Natural-language object grounding data
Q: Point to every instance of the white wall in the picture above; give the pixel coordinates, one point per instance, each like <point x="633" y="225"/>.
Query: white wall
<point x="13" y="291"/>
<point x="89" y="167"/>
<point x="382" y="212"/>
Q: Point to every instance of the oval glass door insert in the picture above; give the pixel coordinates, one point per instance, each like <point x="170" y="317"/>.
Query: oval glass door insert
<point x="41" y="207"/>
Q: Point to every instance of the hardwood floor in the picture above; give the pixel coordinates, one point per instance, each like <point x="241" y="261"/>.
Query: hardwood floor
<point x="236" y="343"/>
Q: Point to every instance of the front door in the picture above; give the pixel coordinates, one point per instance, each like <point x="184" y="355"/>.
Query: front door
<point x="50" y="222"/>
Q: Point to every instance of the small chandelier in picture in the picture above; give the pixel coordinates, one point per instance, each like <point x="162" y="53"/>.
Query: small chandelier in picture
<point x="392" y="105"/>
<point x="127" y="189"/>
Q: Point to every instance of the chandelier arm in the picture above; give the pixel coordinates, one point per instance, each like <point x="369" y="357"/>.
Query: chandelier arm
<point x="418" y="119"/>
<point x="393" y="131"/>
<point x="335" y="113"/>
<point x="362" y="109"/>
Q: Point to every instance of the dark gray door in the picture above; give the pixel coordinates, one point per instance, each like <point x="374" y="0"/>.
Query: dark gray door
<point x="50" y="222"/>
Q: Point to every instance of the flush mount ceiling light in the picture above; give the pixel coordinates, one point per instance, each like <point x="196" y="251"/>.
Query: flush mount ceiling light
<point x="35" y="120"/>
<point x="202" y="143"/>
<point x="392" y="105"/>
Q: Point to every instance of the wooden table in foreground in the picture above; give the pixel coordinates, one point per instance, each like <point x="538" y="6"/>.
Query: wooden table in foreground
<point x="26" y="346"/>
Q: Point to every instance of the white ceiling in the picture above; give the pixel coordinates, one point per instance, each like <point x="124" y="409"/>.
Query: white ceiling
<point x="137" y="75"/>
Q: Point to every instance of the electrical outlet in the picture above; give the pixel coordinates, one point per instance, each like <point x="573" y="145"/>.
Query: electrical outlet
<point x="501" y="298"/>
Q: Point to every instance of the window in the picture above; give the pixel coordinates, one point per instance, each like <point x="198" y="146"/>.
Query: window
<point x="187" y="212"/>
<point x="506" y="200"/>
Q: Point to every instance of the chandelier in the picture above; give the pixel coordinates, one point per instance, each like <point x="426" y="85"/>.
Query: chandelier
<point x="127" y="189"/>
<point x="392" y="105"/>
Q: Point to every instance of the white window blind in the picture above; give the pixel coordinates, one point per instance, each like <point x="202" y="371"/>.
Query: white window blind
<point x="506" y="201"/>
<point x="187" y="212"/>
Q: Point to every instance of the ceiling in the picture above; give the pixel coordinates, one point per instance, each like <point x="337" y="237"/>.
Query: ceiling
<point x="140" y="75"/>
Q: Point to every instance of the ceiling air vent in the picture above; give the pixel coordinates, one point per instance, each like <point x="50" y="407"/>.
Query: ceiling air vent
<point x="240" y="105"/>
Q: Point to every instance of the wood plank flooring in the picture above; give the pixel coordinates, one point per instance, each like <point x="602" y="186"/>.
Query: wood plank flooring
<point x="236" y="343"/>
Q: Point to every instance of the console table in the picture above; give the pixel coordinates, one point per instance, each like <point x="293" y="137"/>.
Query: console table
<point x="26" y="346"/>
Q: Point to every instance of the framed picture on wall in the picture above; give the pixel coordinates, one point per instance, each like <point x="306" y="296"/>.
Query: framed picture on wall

---

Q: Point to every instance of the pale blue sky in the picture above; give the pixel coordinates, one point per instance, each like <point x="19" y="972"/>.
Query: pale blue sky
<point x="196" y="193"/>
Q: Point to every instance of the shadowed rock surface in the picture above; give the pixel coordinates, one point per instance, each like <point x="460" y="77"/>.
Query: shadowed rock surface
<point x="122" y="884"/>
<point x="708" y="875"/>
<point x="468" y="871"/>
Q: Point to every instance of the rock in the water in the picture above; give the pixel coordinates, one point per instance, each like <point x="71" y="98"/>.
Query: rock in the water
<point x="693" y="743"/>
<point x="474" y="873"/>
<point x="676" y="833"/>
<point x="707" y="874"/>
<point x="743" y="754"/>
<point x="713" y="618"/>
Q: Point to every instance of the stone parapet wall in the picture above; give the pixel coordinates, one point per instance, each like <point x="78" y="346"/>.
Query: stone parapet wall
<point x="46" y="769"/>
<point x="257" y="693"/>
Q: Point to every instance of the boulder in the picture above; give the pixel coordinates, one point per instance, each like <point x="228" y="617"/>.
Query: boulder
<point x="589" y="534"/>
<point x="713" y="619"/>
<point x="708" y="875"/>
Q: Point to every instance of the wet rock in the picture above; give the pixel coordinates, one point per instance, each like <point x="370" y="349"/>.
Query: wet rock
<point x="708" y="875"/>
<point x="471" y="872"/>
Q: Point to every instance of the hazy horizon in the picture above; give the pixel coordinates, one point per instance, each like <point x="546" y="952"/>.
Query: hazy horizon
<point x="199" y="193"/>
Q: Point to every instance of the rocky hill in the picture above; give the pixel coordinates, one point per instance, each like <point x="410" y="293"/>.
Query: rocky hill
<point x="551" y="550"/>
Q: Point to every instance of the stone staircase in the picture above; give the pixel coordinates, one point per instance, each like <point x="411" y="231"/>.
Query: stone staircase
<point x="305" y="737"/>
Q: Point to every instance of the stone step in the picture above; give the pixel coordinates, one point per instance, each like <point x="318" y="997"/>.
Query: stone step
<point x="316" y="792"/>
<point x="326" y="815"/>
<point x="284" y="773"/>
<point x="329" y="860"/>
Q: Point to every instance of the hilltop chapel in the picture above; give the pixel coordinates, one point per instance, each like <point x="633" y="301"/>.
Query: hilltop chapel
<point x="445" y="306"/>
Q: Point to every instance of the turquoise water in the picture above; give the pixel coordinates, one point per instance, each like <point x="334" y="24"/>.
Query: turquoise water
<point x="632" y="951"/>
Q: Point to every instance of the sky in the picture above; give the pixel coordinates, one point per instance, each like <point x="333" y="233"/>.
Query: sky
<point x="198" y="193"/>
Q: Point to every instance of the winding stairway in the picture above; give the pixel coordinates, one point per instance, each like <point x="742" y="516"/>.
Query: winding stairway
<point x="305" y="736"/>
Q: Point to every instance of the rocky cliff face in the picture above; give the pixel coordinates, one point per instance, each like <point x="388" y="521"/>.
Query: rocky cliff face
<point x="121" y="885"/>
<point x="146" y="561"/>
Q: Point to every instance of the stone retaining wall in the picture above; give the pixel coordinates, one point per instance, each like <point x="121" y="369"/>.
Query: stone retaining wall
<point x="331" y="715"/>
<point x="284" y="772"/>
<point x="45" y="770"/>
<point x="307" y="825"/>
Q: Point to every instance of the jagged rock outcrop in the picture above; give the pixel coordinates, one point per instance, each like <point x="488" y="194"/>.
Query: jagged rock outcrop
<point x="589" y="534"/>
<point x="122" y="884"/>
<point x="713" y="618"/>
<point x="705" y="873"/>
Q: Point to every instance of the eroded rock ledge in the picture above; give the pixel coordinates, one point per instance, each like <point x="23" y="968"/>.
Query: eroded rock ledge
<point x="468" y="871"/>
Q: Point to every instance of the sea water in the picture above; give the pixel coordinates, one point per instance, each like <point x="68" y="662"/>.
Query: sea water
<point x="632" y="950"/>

> TASK: Given the records above, restate word for word only the lines starting at the one with "Q: Point to every instance of the electrical" and ending at the one with "Q: Point to every instance of the chandelier in".

> RESPONSE AREA:
Q: Point to every instance of the electrical outlet in the picture above; give the pixel coordinates, one point per instance, each like <point x="573" y="145"/>.
Query: electrical outlet
<point x="501" y="298"/>
Q: Point to every instance of the window in the picture above; give the pixel coordinates, one point per instance, each like <point x="198" y="146"/>.
Query: window
<point x="187" y="212"/>
<point x="506" y="200"/>
Q: Point to every instance of the chandelier in the picture above; give the pixel coordinates, one point per instance, each like <point x="426" y="85"/>.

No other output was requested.